-- Raw data start --

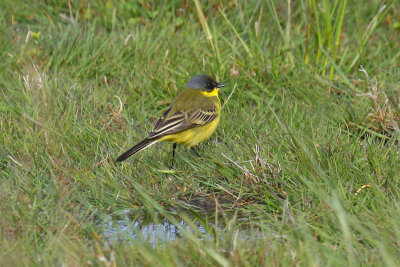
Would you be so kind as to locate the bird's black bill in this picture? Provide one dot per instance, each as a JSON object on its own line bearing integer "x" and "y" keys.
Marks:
{"x": 221, "y": 84}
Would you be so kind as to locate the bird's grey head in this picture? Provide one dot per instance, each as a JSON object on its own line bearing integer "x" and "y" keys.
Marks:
{"x": 204, "y": 82}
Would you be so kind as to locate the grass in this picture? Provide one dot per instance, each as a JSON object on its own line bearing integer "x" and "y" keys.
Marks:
{"x": 303, "y": 169}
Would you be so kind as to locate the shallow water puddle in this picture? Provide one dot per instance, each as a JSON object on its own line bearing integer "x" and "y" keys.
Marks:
{"x": 117, "y": 229}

-- Raw data end --

Print the records above exactly as they stand, but leave out the pictures.

Would you be so kind as to locate the bird's black bill in this picture? Provide one dot per instance, each as a JSON object on its own line bearing integer "x" and "y" keys.
Marks:
{"x": 221, "y": 84}
Would you be so kind as to locate the bird's grey head in this picture? Provide one dot per instance, each as a JSON object on its own line bearing integer "x" and "y" keys.
Marks:
{"x": 204, "y": 82}
Would you be so kind as to locate the grass in this picture? Provide one dot per instance, each as a JSON object on its own line bearing integer "x" and "y" keys.
Marks:
{"x": 303, "y": 169}
Would you be so kind as to locate the shallow water puddle in this picture? Provide one dot per instance, each as a JSON object on its own line bearing integer "x" and "y" keys.
Marks:
{"x": 117, "y": 229}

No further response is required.